(Text provided)
View Full Version : Replacing Blown Woofers
Chris F.
March 6th 04, 03:10 PM
Got a couple pairs of older 4-way speakers, and I'm trying to consider what
to do with them. Mainly, I'd like to repair these Technics SB-G500's. These
are huge 300-watt speakers with 15" woofers. One of the woofers is
completely destroyed, other than that they are in perfect shape. I'm just
wondering how feasible it would be, to replace not one but both woofers (to
avoid any unbalanced sound) with generic replacements. I can get some Zebra
woofers for about $50 Cdn. apiece. But would it be worth it?
The only possible problem, is that the original woofers were 4 ohm, and
the only replacements available are 8. Is it possible to modify the wiring
somehow, to suit 8-ohm replacements?
Thanks for any advice.
Scott Dorsey
March 6th 04, 03:16 PM
Chris F. > wrote:
>Got a couple pairs of older 4-way speakers, and I'm trying to consider what
>to do with them. Mainly, I'd like to repair these Technics SB-G500's. These
>are huge 300-watt speakers with 15" woofers. One of the woofers is
>completely destroyed, other than that they are in perfect shape. I'm just
>wondering how feasible it would be, to replace not one but both woofers (to
>avoid any unbalanced sound) with generic replacements. I can get some Zebra
>woofers for about $50 Cdn. apiece. But would it be worth it?
(End Text provided)
#### [Things to do]
(a) In the forum thread on replacing blown woofers, what impedance were the original woofers?
(b) Condense the thread's paragraph beginning "Got a couple pairs of older 4-way speakers" into a short bulleted list that keeps its main facts.
(Dataset excerpts)
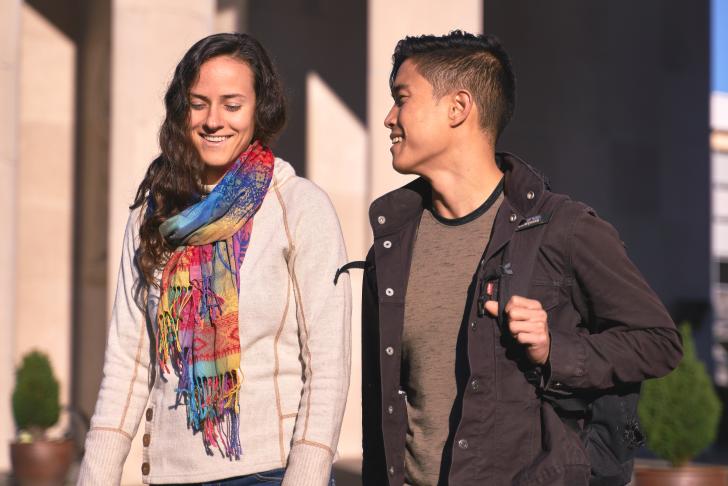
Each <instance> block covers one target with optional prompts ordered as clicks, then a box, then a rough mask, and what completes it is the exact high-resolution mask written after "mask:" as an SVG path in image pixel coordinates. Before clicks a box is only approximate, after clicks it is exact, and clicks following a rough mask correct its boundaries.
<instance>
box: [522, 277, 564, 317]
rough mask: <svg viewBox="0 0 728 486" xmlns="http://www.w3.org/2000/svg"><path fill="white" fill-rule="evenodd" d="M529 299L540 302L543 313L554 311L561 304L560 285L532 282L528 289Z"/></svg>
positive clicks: (546, 282) (555, 284) (560, 292)
mask: <svg viewBox="0 0 728 486" xmlns="http://www.w3.org/2000/svg"><path fill="white" fill-rule="evenodd" d="M528 298H529V299H534V300H537V301H539V302H541V306H542V307H543V309H544V310H545V311H547V312H548V311H550V310H552V309H555V308H556V307H558V306H559V304H561V302H562V299H561V285H558V284H556V283H553V282H534V283H532V284H531V288H530V289H529V297H528Z"/></svg>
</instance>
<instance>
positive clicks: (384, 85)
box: [367, 0, 483, 200]
mask: <svg viewBox="0 0 728 486" xmlns="http://www.w3.org/2000/svg"><path fill="white" fill-rule="evenodd" d="M397 12H406V15H399V14H398V13H397ZM455 29H461V30H465V31H468V32H473V33H479V32H482V29H483V1H482V0H460V1H458V2H451V1H448V0H428V1H426V2H423V1H421V0H369V49H368V53H369V56H368V57H369V69H368V70H367V74H368V100H369V101H368V104H369V106H368V110H367V120H368V122H369V123H368V125H369V136H370V143H369V147H370V158H369V162H370V165H369V167H370V172H369V174H370V176H369V181H370V187H369V191H368V192H369V196H370V200H373V199H375V198H376V197H378V196H381V195H382V194H384V193H385V192H388V191H390V190H392V189H395V188H397V187H399V186H401V185H403V184H405V183H406V182H407V181H409V180H411V177H404V176H401V175H399V174H397V173H396V172H395V171H394V169H392V156H391V154H390V152H389V147H390V142H389V130H387V129H386V128H385V127H384V117H385V116H386V115H387V112H388V111H389V109H390V107H391V106H392V97H391V95H390V92H389V73H390V71H391V69H392V53H393V52H394V47H395V46H396V45H397V41H399V40H400V39H402V38H403V37H405V36H407V35H421V34H435V35H442V34H447V33H448V32H450V31H451V30H455Z"/></svg>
(End Dataset excerpts)
#### [Answer list]
(a) 4 ohm.

(b)
- Owns a couple pairs of older 4-way speakers and wants mainly to repair the Technics SB-G500s.
- These are large 300-watt speakers with 15" woofers.
- One woofer is completely destroyed; otherwise they are in perfect shape.
- Considering replacing both woofers with generic ones to avoid unbalanced sound.
- Zebra woofers cost about $50 Cdn. each; unsure if it's worth it.